(Rows from a dataset)
------------------------------------------------------------------------

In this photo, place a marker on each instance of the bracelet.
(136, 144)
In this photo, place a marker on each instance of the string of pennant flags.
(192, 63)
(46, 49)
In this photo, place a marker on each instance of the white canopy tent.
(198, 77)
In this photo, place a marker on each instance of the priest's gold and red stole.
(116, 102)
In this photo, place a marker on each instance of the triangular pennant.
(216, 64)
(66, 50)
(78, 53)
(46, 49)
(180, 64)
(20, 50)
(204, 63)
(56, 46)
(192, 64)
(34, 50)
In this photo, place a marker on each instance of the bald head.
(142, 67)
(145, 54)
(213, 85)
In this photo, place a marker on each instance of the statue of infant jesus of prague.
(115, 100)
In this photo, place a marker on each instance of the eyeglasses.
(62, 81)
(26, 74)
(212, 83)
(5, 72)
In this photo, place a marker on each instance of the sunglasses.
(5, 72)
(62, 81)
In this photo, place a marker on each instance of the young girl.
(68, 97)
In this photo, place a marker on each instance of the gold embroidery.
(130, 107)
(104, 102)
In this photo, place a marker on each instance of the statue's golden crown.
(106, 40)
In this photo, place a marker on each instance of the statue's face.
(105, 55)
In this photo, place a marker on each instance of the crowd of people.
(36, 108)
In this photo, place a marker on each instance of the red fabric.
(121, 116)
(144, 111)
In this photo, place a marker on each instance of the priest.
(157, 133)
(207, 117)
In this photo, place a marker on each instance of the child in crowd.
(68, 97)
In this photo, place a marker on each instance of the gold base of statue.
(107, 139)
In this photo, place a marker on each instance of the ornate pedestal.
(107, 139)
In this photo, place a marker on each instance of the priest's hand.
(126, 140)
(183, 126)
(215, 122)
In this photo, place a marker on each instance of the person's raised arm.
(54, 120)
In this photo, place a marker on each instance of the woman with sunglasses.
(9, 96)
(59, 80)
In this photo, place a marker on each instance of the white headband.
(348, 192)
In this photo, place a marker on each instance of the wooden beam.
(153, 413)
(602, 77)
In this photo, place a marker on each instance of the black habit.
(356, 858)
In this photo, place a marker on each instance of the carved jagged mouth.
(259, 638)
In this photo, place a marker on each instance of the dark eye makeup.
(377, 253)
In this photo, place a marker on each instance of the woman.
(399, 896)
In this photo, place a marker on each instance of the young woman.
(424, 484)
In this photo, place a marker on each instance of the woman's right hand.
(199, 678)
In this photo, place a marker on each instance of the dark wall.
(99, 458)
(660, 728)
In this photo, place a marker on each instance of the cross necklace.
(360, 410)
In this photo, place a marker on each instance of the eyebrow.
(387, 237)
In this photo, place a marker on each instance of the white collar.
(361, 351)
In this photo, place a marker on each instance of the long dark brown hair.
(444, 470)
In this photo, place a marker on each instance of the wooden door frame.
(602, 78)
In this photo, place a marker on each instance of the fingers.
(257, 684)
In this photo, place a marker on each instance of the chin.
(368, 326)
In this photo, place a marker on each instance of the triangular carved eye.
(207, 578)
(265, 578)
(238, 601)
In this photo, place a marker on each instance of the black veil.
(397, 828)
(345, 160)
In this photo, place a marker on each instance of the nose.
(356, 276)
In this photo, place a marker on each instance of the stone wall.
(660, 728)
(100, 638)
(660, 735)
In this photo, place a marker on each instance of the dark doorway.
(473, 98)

------------------------------------------------------------------------

• [Given problem] Return, word for word, every line from the line with "wooden door frame." to the final line of the data.

• [Reply]
In this photo, place a marker on each instance of the wooden door frame.
(602, 78)
In this photo, place a marker on each instance of the fingers.
(257, 684)
In this photo, place a marker on each instance of the chin.
(368, 326)
In this photo, place a marker on each instance of the triangular carved eye.
(207, 578)
(265, 578)
(238, 601)
In this photo, place a marker on each instance of the black veil.
(397, 828)
(345, 160)
In this photo, place a marker on each instance of the nose.
(356, 276)
In this photo, place a marker on each instance of the stone wall.
(660, 728)
(100, 638)
(660, 735)
In this photo, place a marker on each instance of the dark doorway.
(473, 98)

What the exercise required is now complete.